Communiquer autrement

Un texte de Célie Dugand | Dossier Famille

Et si on se parlait avec plus de respect et d’empathie ? C’est ce que Mélanie Whitham pratique au quotidien, notamment avec son fils et son conjoint, en utilisant la communication non violente (CNV). Cette façon de s’exprimer lui apporte beaucoup.

La CNV a été développée dans les années 70 par le psychologue américain Marshall Rosenberg. Selon la psychoéducatrice Mélanie Bilodeau, cette pratique consiste à avoir une interaction positive, empathique et orientée vers l’autre, qui respecte ses besoins et ses émotions. Elle peut se mettre en pratique dans toutes les situations : en famille, en entreprise, entre amis…

Mme Whitham a découvert cette façon de communiquer il y a 21 ans par une de ses amies qui avait réalisé une formation sur le sujet. Elle s’est alors renseignée et ce concept l’a attirée, elle qui était intéressée par les approches éducatives non traditionnelles. Déçue par les écoles conventionnelles, elle a d’ailleurs fondé une école alternative, PEACE.

Aidée par différentes formations, cette enseignante a rapidement adopté cet outil. « J’ai commencé à pratiquer la CNV au sein de mon école. Ce n’est pas un principe que tu choisis de faire que dans ton métier, ça devient une facette de ta vie. Alors, je l’ai aussi mise en place avec moi-même ainsi que mon conjoint, et cela s’est fait naturellement avec mon fils quand je suis devenue maman », explique Mme Whitham.
::::::
EXERCICES À RÉSOUDRE:
- 1) Renvoyez, dans l'article sur la communication non violente, tout ce qui va de « Un texte de » jusqu'à « lui apporte beaucoup. ».
- 2) Répondez à ces questions d'après l'article sur la communication non violente :
(a) Dans quelles années la CNV a-t-elle été développée ?
(b) Par qui Mme Whitham a-t-elle découvert cette façon de communiquer ?
(c) Comment s'appelle l'école alternative qu'elle a fondée ?
- 3) Prolongez l'article sur la communication non violente après sa dernière phrase, s'il vous plaît.
Les données proviennent d'une source distincte de l'article sur la communication non violente.

LIGNES DE DONNÉES:
::::::
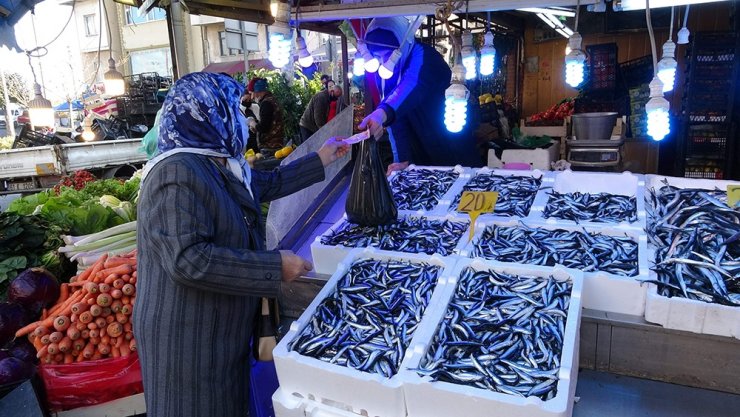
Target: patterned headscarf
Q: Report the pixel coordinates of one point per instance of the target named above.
(201, 115)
::::::
RÉPONSES PAR EXERCICE:
- 1)
Un texte de Célie Dugand | Dossier Famille

Et si on se parlait avec plus de respect et d’empathie ? C’est ce que Mélanie Whitham pratique au quotidien, notamment avec son fils et son conjoint, en utilisant la communication non violente (CNV). Cette façon de s’exprimer lui apporte beaucoup.

- 2)
(a) Dans les années 70.
(b) Par une de ses amies qui avait réalisé une formation sur le sujet.
(c) PEACE.

- 3)
En famille

La CNV est un pilier de l’éducation bienveillante, aussi appelée parentalité sécuritaire. Cette pratique consiste à élever son enfant sans utiliser de violence éducative, comme des punitions ou des fessées, mais plutôt à favoriser le dialogue pour le guider, au lieu d’essayer de le contrôler ou de le dominer.

Même si chaque famille a sa propre approche en communication non violente, Mme Bilodeau recommande de parler au « je » autant que possible, afin de ne pas faire de reproches à l’autre. Elle préconise également quatre étapes à suivre lorsque l’on s’exprime. Premièrement, il faut nommer la situation puis ses ressentis, en utilisant le spectre des émotions pour les plus jeunes (joie, colère) et celui des sentiments (honte, frustration) pour les plus âgés. Ensuite, il faut les relier à ses besoins, avant de formuler ses attentes à travers une demande concrète et négociable.

« Concrètement, cela pourrait donner ça : “aujourd’hui, tu es rentré tard, je me suis sentie dépassée, j’avais besoin de me reposer. Est-ce qu’on pourrait trouver un compromis ?” », illustre la psychoéducatrice.

Il n’y a toutefois pas de méthode miracle pour pratiquer la CNV. « C’est un cheminement, c’est le travail d’une vie d’apprendre comment moi je veux faire ça », affirme Mme Whitham.

Pour sa part, elle accorde une grande importance à l’expression des besoins. Elle a même créé des cartes besoins, des papiers où sont écrits différents mots faisant référence à des besoins, qu’elle laisse à disposition chez elle.

Ainsi, dans chaque situation avec son fils, elle lui offre de l’empathie et tente de le comprendre. « C’est ça le défi, aller trouver le besoin de l’autre », ajoute-elle. Ensuite, elle lui apprend qu’il est capable de réparer ses erreurs, en trouvant une solution avec lui. Une fois qu’il l’a fait, elle lui exprime sa gratitude.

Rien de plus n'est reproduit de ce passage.